• Page:
- - -

By Dennis Crouch
In a pair of decisions, the Federal Circuit has denied two different petitions for writ of mandamus that sought appellate oversight in the transfer motions. Both cases involved identical split panels with Judges Reyna and Prost in the majority (denying mandamus) and Judge Newman in dissent. Over the past several years, a number of § 1404 transfer petitions have been filed at the Federal Circuit following the court’s 2008 TS Tech decision. See, In re TS Tech USA Corp., 551 F.3d 1315, 1319 (Fed. Cir. 2008).
In both cases here, the majority found that the movant had failed to “meet its exacting burden to demonstrate that the district court was clearly and indisputably incorrect in concluding that the case should not have been transferred” by the District Court judge.
Judge Newman’s dissents are interesting she writes in Apple:
The plaintiff, Core Wireless Licensing, S.A.R.L., is a Luxembourg company having one employee. Core Wireless maintains a wholly-owned subsidiary, Core Wireless USA, a Texas corporation with 6 employees who live in or near Plano, Texas. Core Wireless USA’s employees manage Core Wireless’s patent portfolio, including any licensing agreements deriving therefrom. Neither Core Wireless nor Core Wireless USA makes, uses, or sells the patented subject matter in Texas or elsewhere.
The accused products are versions of Apple Incorporated’s iPhone and cellular iPad products. Apple has been headquartered in Cupertino, California since 1976. Apple’s management and primary research and development facilities are also located in Cupertino where Apple employs over 13,000 people. The record also states that the research, design, and development of the accused products took place in Cupertino and that virtually all Apple business documents and records relating to the research, design, development, marketing strategy, and product revenue for the accused products are located in or near Cupertino. Additionally, Apple has stated that its foreseeable witnesses with knowledge of the research, design, and development of the accused products reside or work in or near Cupertino.

- - -

• Rows:

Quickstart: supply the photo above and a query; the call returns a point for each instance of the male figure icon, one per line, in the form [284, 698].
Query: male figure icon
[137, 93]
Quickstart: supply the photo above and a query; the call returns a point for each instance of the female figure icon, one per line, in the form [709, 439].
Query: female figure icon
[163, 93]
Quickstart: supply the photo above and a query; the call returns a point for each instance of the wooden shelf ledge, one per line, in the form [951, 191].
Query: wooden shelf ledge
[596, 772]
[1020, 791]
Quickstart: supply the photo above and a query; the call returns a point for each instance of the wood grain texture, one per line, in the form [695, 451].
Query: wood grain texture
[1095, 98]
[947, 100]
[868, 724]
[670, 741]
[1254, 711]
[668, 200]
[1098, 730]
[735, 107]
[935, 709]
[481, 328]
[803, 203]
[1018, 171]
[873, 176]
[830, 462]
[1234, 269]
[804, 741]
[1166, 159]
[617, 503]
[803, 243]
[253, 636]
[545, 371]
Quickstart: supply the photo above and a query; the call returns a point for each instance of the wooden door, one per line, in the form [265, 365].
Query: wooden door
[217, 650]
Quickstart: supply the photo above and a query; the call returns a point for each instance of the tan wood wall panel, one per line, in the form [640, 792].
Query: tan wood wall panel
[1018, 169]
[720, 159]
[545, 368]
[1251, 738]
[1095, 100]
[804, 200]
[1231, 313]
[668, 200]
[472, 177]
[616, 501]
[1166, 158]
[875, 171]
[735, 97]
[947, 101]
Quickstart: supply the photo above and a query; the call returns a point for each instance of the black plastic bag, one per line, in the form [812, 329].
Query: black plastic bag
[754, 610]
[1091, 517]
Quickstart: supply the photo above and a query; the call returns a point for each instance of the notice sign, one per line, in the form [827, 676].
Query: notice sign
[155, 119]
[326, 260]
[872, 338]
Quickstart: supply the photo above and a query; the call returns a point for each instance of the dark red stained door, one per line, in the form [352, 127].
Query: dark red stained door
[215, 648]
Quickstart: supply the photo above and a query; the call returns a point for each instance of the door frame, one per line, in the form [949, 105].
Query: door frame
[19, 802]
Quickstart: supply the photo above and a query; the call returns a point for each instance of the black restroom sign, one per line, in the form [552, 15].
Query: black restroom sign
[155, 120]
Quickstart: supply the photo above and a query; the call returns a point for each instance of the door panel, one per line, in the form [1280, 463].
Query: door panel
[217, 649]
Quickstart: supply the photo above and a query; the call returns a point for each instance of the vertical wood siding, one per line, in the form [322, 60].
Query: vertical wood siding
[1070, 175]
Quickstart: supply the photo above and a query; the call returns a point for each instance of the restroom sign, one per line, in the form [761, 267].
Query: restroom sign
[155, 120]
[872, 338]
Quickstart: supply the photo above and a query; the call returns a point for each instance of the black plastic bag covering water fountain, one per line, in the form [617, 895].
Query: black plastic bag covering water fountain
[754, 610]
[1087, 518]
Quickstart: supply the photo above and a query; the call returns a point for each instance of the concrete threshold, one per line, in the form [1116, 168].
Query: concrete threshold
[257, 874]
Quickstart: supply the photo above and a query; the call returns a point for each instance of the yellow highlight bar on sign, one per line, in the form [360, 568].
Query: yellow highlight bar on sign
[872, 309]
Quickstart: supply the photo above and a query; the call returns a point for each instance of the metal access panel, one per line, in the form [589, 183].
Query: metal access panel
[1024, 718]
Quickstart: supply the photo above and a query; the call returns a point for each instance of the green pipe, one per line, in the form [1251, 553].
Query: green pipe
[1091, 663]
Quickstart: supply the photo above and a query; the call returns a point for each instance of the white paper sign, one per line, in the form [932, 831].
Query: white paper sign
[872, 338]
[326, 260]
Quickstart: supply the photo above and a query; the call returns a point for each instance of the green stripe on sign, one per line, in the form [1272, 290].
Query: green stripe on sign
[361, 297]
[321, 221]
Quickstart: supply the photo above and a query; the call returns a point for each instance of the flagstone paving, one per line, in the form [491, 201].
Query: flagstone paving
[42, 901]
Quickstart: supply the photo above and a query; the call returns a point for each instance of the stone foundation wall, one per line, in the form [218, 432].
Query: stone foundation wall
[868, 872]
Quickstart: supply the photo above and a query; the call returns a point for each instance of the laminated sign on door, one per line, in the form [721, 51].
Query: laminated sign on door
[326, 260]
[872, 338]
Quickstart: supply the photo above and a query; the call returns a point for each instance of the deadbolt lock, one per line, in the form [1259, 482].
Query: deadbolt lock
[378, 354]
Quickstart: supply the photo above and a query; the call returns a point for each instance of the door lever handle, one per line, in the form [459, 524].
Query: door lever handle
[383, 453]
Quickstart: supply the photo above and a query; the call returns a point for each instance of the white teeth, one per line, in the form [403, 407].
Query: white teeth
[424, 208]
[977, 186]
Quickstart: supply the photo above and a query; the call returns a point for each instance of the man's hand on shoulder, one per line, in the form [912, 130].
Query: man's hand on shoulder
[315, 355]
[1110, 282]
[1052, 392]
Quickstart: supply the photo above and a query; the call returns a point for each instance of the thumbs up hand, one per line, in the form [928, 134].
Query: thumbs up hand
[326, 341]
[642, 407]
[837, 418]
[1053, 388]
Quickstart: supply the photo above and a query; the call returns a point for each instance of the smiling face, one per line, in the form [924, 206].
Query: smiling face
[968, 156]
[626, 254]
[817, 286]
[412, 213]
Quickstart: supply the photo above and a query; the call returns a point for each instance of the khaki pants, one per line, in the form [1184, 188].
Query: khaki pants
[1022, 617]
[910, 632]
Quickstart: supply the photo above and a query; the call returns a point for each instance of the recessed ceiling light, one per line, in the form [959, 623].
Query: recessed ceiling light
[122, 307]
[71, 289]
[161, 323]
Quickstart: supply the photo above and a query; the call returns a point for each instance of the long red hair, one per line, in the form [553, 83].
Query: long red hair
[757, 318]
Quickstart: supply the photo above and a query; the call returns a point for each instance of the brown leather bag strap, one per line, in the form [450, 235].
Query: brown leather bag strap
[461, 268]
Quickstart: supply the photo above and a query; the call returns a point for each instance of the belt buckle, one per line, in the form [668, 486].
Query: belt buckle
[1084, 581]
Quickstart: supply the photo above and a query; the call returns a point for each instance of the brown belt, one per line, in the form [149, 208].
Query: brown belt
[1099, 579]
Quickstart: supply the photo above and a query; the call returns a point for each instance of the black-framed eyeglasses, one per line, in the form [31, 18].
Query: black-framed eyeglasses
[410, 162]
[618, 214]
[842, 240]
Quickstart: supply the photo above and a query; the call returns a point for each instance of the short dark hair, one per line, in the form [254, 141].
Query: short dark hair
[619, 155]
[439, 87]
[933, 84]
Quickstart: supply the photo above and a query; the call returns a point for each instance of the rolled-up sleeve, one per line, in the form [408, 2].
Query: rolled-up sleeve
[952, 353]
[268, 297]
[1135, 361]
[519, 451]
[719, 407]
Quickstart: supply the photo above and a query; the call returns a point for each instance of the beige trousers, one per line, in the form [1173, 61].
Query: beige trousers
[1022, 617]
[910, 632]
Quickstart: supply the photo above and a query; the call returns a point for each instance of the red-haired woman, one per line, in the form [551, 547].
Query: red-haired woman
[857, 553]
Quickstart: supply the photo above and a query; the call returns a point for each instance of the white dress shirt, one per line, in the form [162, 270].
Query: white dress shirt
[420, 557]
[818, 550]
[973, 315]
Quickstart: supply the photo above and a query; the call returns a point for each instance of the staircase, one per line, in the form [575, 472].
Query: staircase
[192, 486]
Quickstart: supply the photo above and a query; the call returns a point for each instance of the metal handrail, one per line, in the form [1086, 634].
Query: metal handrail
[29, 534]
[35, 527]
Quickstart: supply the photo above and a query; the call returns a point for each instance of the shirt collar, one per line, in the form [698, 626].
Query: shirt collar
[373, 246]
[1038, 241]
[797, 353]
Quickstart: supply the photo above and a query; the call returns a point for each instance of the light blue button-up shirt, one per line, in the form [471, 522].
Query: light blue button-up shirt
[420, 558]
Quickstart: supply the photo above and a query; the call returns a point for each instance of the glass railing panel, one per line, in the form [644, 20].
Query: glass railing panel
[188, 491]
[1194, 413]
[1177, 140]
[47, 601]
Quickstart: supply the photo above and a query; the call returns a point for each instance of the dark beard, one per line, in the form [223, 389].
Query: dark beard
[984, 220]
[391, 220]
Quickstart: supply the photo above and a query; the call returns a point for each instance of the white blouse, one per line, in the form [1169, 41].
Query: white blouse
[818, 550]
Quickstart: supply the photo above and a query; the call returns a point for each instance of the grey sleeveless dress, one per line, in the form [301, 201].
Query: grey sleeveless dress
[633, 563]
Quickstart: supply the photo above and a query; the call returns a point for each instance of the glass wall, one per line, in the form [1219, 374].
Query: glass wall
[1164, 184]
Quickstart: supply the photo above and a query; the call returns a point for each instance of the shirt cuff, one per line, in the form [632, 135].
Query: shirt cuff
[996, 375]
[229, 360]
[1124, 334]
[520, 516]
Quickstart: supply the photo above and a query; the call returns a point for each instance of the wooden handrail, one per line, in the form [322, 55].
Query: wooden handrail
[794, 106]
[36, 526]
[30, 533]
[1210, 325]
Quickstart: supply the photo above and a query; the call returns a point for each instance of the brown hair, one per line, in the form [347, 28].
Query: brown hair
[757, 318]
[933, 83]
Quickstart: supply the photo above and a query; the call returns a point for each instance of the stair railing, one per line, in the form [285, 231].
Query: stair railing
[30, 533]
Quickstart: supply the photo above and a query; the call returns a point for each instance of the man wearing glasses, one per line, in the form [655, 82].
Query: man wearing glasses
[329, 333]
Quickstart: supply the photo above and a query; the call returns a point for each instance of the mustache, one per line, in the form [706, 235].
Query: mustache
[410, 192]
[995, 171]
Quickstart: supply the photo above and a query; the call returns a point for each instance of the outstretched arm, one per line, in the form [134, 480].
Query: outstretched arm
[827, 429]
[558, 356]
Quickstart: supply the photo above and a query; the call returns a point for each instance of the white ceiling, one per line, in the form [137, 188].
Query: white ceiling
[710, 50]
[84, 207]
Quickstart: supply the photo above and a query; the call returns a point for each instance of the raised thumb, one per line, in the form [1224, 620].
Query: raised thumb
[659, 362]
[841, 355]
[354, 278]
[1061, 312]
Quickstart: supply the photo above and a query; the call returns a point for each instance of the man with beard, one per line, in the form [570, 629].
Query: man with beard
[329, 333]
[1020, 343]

- - -

• Problems:
**A.** In the piece on the Federal Circuit's mandamus rulings, which judge dissented in both cases?
**B.** Extend the piece on the Federal Circuit's transfer rulings, picking up after its final sentence about Apple's witnesses.

• Task-by-task outputs:
**A.** Judge Newman

**B.**
Refusal to transfer this case should be reversed, and the writ of mandamus should issue to account for the extreme imbalance of convenience as between California and Texas.
My colleagues defend the district court’s conclusion that it was unable to evaluate the convenience of witnesses in its transfer analysis because Apple failed to name its witnesses. The district court has greatly mischaracterized Apple’s proffered evidence. Apple may not have identified specific witnesses or singled out individual documents; however, the evidence proffered makes it clear that all relevant Apple witnesses and documents are located in the Northern District of California. The evidence also shows that the suppliers of the accused components are located in California—Qualcomm Incorporated is based in San Diego and Intel Corporation is based in Santa Clara. Under a proper transfer analysis, these facts lead to only one conclusion—this case should be transferred to the Northern District of California.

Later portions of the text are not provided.